▶ ITEMS:
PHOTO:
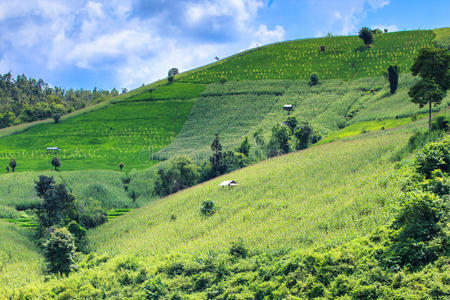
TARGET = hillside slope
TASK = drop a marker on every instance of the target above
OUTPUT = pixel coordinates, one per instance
(318, 197)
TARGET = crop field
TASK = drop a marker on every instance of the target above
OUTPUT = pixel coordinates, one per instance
(20, 261)
(17, 190)
(238, 109)
(344, 58)
(319, 197)
(172, 91)
(120, 132)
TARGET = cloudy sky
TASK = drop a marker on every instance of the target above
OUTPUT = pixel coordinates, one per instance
(124, 43)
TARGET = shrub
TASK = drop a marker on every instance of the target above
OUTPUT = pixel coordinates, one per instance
(314, 80)
(79, 234)
(56, 163)
(59, 251)
(90, 213)
(208, 208)
(366, 35)
(433, 156)
(13, 164)
(393, 78)
(238, 249)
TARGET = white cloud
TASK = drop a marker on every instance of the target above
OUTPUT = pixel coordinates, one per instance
(131, 46)
(344, 15)
(265, 36)
(390, 28)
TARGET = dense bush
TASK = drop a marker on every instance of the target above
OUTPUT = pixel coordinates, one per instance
(434, 156)
(59, 251)
(208, 208)
(179, 174)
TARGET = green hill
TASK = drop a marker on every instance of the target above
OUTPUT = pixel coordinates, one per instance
(312, 200)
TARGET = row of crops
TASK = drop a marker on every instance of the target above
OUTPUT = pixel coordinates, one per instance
(344, 57)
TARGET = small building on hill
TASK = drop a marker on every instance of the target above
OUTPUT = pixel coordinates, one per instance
(53, 149)
(288, 107)
(229, 183)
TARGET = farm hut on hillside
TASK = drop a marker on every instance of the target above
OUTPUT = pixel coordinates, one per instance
(288, 107)
(229, 183)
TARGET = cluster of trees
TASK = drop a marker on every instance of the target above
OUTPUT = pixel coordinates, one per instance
(182, 172)
(63, 223)
(25, 100)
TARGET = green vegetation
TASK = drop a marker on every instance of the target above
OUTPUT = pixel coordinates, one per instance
(298, 59)
(20, 261)
(101, 139)
(173, 91)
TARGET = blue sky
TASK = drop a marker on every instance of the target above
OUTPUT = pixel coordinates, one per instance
(125, 43)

▶ SET EXERCISE: Rewrite the records from the line containing "TARGET = shrub" through the final line of the records, both ends included. Keep every request line unchanged, and multiply each pixel coordinate in the answers by 0.75, rounding to whole numbers with halves going up.

▶ ANSWER BELOW:
TARGET = shrub
TASK = drop a marker on every instance of the target above
OUTPUT = pixel coordinates, one per instance
(236, 60)
(59, 176)
(42, 122)
(44, 188)
(68, 160)
(156, 156)
(275, 26)
(325, 117)
(10, 123)
(295, 59)
(179, 187)
TARGET = white cloud
TASK = drop a marker on every instance of the target above
OUTPUT = pixel coordinates, one per instance
(98, 35)
(258, 11)
(199, 27)
(293, 21)
TARGET = dense bush
TASK = drop a marker on every instance of the target above
OUTPUT = pixel coordinates, one per instance
(326, 117)
(44, 188)
(156, 156)
(134, 131)
TARGET = green hill
TASK = drop a marker on every instance of the target above
OUTPUT = pixel coordinates, one per instance
(234, 150)
TARGET = row of crops
TASK = drop a marker on every instance of the target above
OUTPUT = pixel coordinates, one per instance
(258, 43)
TARGET = small building on hill
TASK = drop a marker on every instance of the target above
OUTPUT = pixel coordinates, one per instance
(40, 112)
(216, 80)
(172, 137)
TARGET = farm hut on hillside
TASK = drop a marker on every instance of the target above
OUTPUT = pixel coordinates, one per instance
(216, 80)
(172, 137)
TARGET = cluster of trees
TASK = drop a marker on every instance of the target above
OUTPUT = pixel coordinates, one per instance
(137, 129)
(47, 167)
(19, 75)
TARGET = green vegetation
TASK = drop a marker on every instance of the target above
OUTPUT = pixel coordinates, one per instance
(224, 44)
(15, 196)
(76, 104)
(130, 68)
TARGET = blue sky
TASK = drop a marker on every instance of the target above
OUTPUT = pixel coordinates, one per instance
(94, 32)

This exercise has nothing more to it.